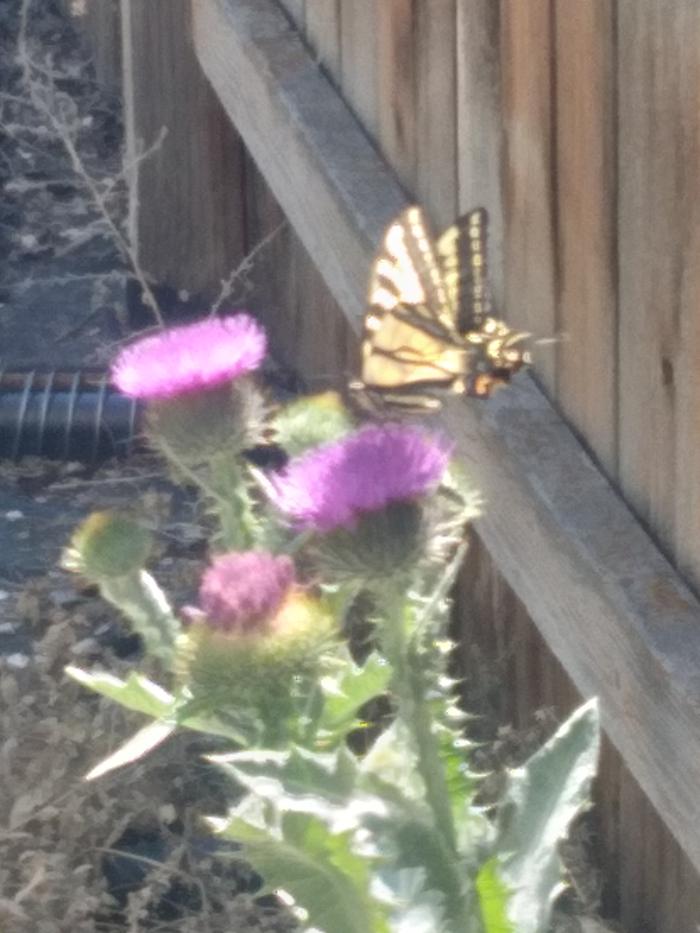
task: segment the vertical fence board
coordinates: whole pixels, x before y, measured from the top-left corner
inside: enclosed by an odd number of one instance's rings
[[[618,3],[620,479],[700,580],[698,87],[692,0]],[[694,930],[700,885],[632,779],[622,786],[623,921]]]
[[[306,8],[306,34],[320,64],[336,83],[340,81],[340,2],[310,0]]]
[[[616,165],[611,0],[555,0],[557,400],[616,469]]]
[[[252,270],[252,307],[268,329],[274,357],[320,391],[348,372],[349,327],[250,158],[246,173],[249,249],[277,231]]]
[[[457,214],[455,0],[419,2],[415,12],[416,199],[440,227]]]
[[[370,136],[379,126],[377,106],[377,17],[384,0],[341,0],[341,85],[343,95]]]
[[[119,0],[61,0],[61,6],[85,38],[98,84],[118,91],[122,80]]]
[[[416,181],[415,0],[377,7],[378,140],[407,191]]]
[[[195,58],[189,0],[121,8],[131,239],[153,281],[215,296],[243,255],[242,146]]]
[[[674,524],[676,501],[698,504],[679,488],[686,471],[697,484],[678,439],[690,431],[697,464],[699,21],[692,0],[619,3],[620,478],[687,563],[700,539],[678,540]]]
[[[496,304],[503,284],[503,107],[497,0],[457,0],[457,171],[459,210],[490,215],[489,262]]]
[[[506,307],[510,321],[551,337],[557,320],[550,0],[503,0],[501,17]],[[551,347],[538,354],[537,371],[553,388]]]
= = =
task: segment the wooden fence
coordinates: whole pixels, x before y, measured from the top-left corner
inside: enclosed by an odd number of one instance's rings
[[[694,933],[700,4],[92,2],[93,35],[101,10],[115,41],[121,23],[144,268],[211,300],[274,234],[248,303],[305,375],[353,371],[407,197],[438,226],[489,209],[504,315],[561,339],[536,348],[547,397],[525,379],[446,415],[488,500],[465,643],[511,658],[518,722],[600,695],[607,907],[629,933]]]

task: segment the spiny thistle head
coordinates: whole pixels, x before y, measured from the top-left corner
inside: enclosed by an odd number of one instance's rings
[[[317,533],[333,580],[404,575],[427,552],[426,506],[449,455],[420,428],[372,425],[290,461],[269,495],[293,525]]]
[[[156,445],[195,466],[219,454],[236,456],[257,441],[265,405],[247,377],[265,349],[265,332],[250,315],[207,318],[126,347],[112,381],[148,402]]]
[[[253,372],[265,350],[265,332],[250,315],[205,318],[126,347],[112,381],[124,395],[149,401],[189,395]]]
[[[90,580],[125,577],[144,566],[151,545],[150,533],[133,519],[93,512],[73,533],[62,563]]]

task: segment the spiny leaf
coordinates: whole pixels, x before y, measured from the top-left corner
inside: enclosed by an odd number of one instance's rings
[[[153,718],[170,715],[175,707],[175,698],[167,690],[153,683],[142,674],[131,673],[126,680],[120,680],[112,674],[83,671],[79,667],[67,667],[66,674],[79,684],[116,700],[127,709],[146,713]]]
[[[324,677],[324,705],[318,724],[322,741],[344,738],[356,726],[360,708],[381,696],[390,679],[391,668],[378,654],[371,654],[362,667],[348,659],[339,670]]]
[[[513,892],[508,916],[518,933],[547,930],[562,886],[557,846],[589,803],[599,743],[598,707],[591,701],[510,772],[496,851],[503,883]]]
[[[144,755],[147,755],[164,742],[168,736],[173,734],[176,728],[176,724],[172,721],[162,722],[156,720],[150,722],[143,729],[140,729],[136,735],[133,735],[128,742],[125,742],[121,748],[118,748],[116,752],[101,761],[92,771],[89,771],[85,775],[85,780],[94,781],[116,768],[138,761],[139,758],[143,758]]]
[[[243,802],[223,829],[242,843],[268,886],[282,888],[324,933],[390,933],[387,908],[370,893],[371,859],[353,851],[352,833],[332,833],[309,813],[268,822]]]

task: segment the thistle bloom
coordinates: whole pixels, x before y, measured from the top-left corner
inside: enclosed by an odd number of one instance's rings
= = =
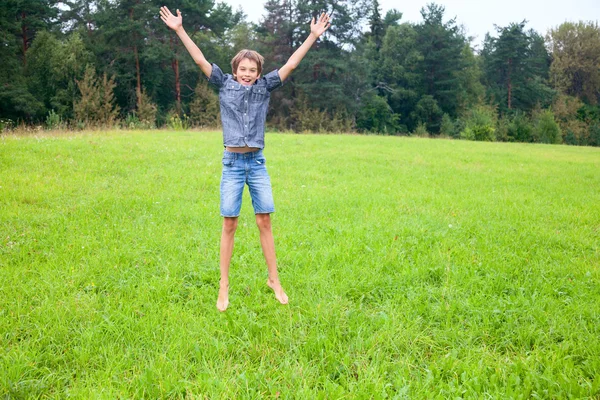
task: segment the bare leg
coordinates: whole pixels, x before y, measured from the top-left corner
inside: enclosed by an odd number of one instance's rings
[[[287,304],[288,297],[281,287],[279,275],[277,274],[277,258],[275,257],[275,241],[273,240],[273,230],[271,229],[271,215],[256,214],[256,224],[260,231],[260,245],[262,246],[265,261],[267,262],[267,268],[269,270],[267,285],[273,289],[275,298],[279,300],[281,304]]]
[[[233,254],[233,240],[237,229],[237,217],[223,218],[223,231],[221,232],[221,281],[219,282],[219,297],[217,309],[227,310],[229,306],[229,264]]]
= = =
_Problem statement_: Return only the number of lines in the entries that contain the string "fence".

_Task answer_: 2